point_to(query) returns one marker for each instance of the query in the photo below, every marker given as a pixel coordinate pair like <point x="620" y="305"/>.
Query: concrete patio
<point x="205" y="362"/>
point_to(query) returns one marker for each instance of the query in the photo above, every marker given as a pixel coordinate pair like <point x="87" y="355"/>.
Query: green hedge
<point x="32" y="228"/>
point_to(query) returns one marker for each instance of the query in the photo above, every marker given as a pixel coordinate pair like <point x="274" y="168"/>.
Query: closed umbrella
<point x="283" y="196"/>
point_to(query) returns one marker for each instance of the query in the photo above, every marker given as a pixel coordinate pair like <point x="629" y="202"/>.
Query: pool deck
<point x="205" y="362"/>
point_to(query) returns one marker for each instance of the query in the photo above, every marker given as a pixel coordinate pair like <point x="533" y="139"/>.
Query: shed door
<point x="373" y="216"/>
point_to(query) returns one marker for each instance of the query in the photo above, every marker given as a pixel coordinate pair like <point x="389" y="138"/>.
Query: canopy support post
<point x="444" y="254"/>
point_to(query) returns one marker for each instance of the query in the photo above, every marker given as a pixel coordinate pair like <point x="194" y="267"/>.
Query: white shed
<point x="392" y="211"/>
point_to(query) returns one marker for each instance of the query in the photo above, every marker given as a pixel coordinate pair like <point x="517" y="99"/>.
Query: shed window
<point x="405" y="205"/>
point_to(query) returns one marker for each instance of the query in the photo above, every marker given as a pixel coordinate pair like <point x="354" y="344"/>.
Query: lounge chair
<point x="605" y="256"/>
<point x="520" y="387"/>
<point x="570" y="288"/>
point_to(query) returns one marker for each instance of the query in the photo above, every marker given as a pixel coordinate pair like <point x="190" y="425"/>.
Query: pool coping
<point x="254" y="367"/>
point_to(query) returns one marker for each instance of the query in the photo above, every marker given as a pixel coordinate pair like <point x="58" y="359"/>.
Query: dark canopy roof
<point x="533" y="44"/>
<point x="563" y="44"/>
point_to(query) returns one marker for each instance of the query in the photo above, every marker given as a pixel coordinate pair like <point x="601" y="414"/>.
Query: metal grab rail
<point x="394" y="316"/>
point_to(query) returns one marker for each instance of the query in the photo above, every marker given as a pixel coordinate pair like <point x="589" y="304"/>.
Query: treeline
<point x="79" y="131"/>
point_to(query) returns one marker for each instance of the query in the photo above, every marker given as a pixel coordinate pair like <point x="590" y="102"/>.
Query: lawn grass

****************************************

Exercise: Reproduce the records above exactly.

Answer section:
point_to(query) returns one marker for each instance of the query in the photo below, every marker given as a pixel coordinate pair like <point x="620" y="305"/>.
Query: concrete patio
<point x="205" y="362"/>
point_to(query) returns one marker for each instance of the query in the photo above, every marker given as a pixel coordinate pair like <point x="87" y="355"/>.
Query: green hedge
<point x="32" y="228"/>
point_to(query) returns one marker for each instance of the query in the photo above, every marker given as a pixel coordinate pair like <point x="274" y="168"/>.
Query: closed umbrella
<point x="283" y="196"/>
point_to(query) returns one marker for each instance of the query in the photo above, every marker given as a pixel coordinate pair like <point x="629" y="202"/>.
Query: pool deck
<point x="205" y="362"/>
point_to(query) returns one marker for each instance of the query in the photo above, every marker given as a pixel coordinate pair like <point x="533" y="139"/>.
Query: shed door
<point x="373" y="216"/>
point_to(query) returns one marker for each instance of the query in the photo above, every marker given as a pixel coordinate pair like <point x="389" y="138"/>.
Query: canopy support post
<point x="444" y="254"/>
point_to(query) returns one marker for each instance of the query in the photo above, every marker given as a pixel coordinate pair like <point x="194" y="267"/>.
Query: white shed
<point x="392" y="211"/>
point_to(query) returns one marker for each instance of the query in the photo above, every marker given as a pixel coordinate pair like <point x="517" y="99"/>.
Query: shed window
<point x="405" y="205"/>
point_to(query) returns one marker for each instance of the query in the photo above, every marker given as a pixel coordinate pair like <point x="354" y="344"/>.
Query: lounge chair
<point x="605" y="256"/>
<point x="520" y="387"/>
<point x="570" y="288"/>
point_to(query) returns one marker for each instance of the query in the photo above, every marker given as a pixel coordinate pair like <point x="190" y="425"/>.
Query: pool coping
<point x="254" y="367"/>
point_to(query) returns one marker for each instance of the query in the photo above, every marker given as a pixel coordinate pair like <point x="58" y="359"/>.
Query: dark canopy roof
<point x="533" y="44"/>
<point x="563" y="44"/>
point_to(query) returns one marker for each instance of the query in the photo above, every marker given as a pixel coordinate pair like <point x="601" y="414"/>.
Query: metal grab rail
<point x="394" y="316"/>
point_to(query) returns one marker for each instance of the query in the photo above, every marker given as a pixel coordinate pair like <point x="589" y="304"/>.
Query: treeline
<point x="79" y="131"/>
point_to(query) returns one marker for each instance of the query in the photo above, every marker given as a pixel coordinate pair like <point x="590" y="102"/>.
Query: lawn grass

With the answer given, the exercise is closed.